──────── EXERCISE INPUT ────────

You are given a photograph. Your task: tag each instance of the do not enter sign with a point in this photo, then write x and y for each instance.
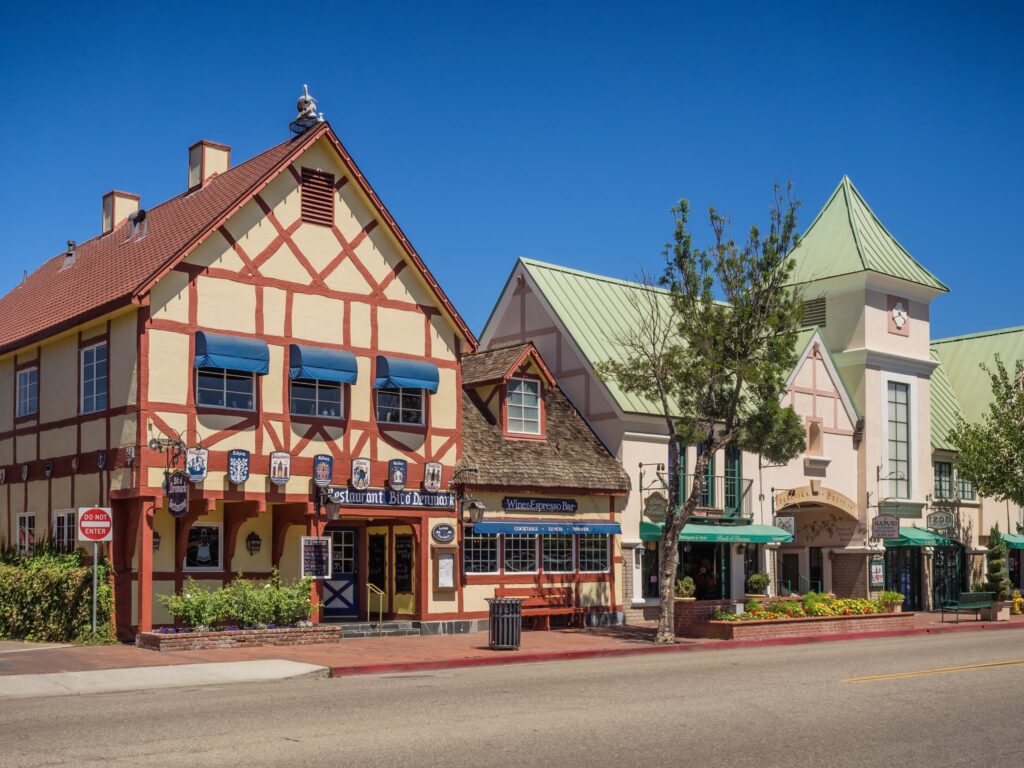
(95, 524)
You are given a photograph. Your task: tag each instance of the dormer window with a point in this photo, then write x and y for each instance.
(524, 407)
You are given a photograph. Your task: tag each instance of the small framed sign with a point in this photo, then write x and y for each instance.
(315, 560)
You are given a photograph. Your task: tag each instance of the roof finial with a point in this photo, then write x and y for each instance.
(307, 116)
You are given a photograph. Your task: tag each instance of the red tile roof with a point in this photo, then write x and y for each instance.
(111, 270)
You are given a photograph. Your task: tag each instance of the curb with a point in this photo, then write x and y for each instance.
(499, 659)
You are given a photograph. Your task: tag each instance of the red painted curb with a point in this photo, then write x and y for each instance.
(508, 657)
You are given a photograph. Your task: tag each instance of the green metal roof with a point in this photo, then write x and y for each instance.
(962, 357)
(847, 238)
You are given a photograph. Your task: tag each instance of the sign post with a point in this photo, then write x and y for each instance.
(94, 524)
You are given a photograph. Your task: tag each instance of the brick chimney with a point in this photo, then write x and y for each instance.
(206, 160)
(117, 207)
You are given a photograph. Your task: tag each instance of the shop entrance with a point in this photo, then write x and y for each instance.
(341, 593)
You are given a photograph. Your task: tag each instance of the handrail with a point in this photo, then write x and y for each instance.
(373, 589)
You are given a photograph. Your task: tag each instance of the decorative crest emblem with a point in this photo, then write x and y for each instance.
(397, 472)
(432, 476)
(281, 467)
(360, 474)
(238, 466)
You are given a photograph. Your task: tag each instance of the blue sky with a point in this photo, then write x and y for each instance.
(560, 131)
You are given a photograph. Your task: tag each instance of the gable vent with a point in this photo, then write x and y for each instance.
(814, 313)
(317, 197)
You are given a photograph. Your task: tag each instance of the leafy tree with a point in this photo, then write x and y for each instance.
(991, 454)
(717, 370)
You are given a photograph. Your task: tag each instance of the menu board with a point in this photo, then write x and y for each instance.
(315, 557)
(403, 564)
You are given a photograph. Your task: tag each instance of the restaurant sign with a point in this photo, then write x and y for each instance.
(387, 498)
(524, 504)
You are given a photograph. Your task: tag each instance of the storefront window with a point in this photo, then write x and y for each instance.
(557, 553)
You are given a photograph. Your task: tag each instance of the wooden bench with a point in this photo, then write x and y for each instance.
(968, 602)
(541, 603)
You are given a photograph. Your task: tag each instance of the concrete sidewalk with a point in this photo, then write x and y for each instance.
(70, 670)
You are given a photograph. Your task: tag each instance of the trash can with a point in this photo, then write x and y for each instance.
(506, 623)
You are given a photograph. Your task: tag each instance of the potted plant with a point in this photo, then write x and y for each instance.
(685, 588)
(997, 578)
(757, 585)
(892, 601)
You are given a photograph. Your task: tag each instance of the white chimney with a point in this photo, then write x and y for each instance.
(117, 207)
(206, 160)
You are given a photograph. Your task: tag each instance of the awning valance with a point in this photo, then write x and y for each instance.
(231, 353)
(914, 537)
(547, 526)
(322, 365)
(397, 372)
(692, 531)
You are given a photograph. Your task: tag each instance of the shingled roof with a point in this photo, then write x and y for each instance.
(570, 458)
(112, 270)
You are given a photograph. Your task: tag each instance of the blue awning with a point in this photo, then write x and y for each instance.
(322, 365)
(231, 353)
(547, 526)
(397, 372)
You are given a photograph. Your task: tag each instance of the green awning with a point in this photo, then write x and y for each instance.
(692, 531)
(914, 537)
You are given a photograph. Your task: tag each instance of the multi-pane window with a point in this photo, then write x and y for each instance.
(593, 553)
(557, 551)
(28, 391)
(399, 406)
(64, 529)
(479, 552)
(316, 398)
(26, 535)
(520, 553)
(899, 439)
(219, 388)
(93, 372)
(524, 407)
(943, 479)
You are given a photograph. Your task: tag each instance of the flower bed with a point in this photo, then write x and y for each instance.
(185, 640)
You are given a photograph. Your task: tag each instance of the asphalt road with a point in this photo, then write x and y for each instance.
(791, 706)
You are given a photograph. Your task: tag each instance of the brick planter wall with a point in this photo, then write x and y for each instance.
(238, 638)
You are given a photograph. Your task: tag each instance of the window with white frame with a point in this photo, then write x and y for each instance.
(594, 553)
(314, 397)
(65, 532)
(899, 439)
(26, 534)
(28, 391)
(396, 406)
(479, 552)
(524, 407)
(93, 378)
(520, 553)
(557, 553)
(219, 388)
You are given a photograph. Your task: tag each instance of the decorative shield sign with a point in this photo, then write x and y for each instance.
(238, 466)
(360, 474)
(197, 460)
(281, 467)
(432, 477)
(397, 471)
(885, 526)
(177, 494)
(323, 470)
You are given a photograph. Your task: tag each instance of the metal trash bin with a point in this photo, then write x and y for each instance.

────────

= INSTRUCTION =
Repeat the material above verbatim, with no pictures in the output.

= SOLUTION TO THIS PROBLEM =
You are given a photograph. Your task: tag each instance of the do not enter sign with a point in this photo, then write x and y for each instance.
(95, 524)
You are given a photograph. Your task: tag each instance of the dormer window with a point in this photo, then write x and y for each instance.
(524, 407)
You are given a photograph. Your task: tag each instance of the small framed sign with a point in this photo, then write x and y for each instance.
(315, 560)
You are given a photograph. Your task: tag each instance of the roof finial with a point in this photo, then write x and y for each instance.
(307, 116)
You are given a photograph. Your task: tag each instance of the red tile roof with a point in this photo, then write x and y for each instance.
(111, 270)
You are given a photograph. Your task: tag each instance of the curb with a point in this photo, then write x and y for each instance.
(499, 659)
You are given a photograph. Your task: tag each instance of the red painted curb with a point in this photo, then write x and y for each instance.
(508, 657)
You are given a photograph. Your task: tag each instance of the green metal roof with a point in this photo, then write x and y for each instance.
(962, 357)
(847, 238)
You are given a photograph. Your task: tag each instance of the sign post with a point in this photo, then write x and y for each instance.
(94, 524)
You are given a photograph. Your task: tag each instance of the brick chimney with a point in this photo, then write x and y for each instance.
(206, 160)
(117, 207)
You are given a photograph. Your task: tag each instance of the shop entrance with a point in this photo, then write x and y for each instance.
(341, 593)
You are given a photograph. Your task: tag each instance of the handrail with a point in this photo, then write x and y for each instance.
(373, 589)
You are given a photograph. Your task: tag each instance of the decorative crest emblem with a point in this photo, then write x and y for each instance.
(397, 472)
(432, 476)
(281, 467)
(360, 474)
(238, 466)
You are given a photograph. Your task: tag each instance of the blue sky with a point in this photo, then write x and y for each instance.
(560, 131)
You are given a photograph. Your task: tag each instance of the gable vent with a point in this photo, then write x and y for each instance.
(814, 313)
(317, 197)
You are given a photograph. Your task: tag each instance of the leafy tree with a point in this photo, then write x and y for each instance.
(991, 454)
(717, 370)
You are given a photograph. Your task: tag each instance of the menu board with a point in this photo, then write x and y for each instance.
(315, 557)
(403, 564)
You are given a photograph. Your task: tag each instance of the restaurant sign with a point in this photo, then write x and y for each instance.
(387, 498)
(524, 504)
You are given a photograph. Your task: tag each instance of the storefront window with a point in this photo, then write x and y for each instance.
(557, 553)
You are given a photograph. Your task: tag each instance of the wooden bench with a point in this photo, then write x and y for each instance.
(968, 602)
(541, 603)
You are given a photograph. Your task: tag each instance of the concrete sidewalk with a point in this photo, then write x and y for each instance.
(70, 670)
You are given a photograph. Your task: tag each instance of the trash can with a point in this photo, then write x and y for each instance.
(506, 623)
You are given a photograph. Your task: tag each instance of the potted plant with a point in this photo, then write x and y for each instance.
(685, 588)
(997, 578)
(757, 585)
(892, 601)
You are given a photograph. Your task: tag each instance of the white chimney with a point in this photo, then write x and y for each instance.
(117, 207)
(206, 160)
You are given a photograph. Your task: tag each instance of the awning valance with a point in this photo, then write x and y for each instance.
(231, 353)
(914, 537)
(547, 526)
(322, 365)
(397, 372)
(692, 531)
You are given a photograph. Your task: tag each instance of the shingled roof with a point in this photo, then write x and y for each instance.
(570, 458)
(112, 270)
You are given a photograph. Your task: tag each instance of the blue awning with a point in this photo, then write x and y for each instance.
(322, 365)
(231, 353)
(547, 526)
(397, 372)
You are given a photograph. Your task: tag each instance of the green awning with a point in this photo, then write x and y for each instance.
(692, 531)
(914, 537)
You are given a photograph. Your task: tag each instance of the multi-pane window with a point in this photo, then write x and y for each instance.
(593, 553)
(557, 551)
(28, 391)
(399, 406)
(64, 529)
(479, 552)
(316, 398)
(26, 535)
(520, 553)
(899, 439)
(219, 388)
(93, 372)
(524, 407)
(943, 479)
You are given a photograph. Your task: tag each instance of the flower bed with a point in this photo, then write x and y for each instance.
(185, 640)
You are given a photograph. Your task: tag each instance of the asphalt road with a point in this photo, then write x and y for each instance.
(791, 706)
You are given a photograph. Your task: tag each instance of the brick planter wall with a point in this photo, then write x and y for each instance.
(238, 638)
You are given a photograph. Your task: tag each instance of the window with white frame with a point in this photo, then write x and y for each instance.
(594, 553)
(314, 397)
(65, 532)
(899, 439)
(26, 534)
(28, 391)
(396, 406)
(479, 552)
(524, 407)
(93, 378)
(520, 553)
(557, 553)
(219, 388)
You are given a photograph. Your task: tag each instance of the decorative shield sign with a point in this photo, then write x and y for each instance.
(238, 466)
(360, 474)
(197, 460)
(281, 467)
(432, 477)
(397, 471)
(885, 526)
(177, 494)
(323, 470)
You are given a photograph. Your task: tag each instance of the metal trash bin with a point in this photo, then write x and y for each instance.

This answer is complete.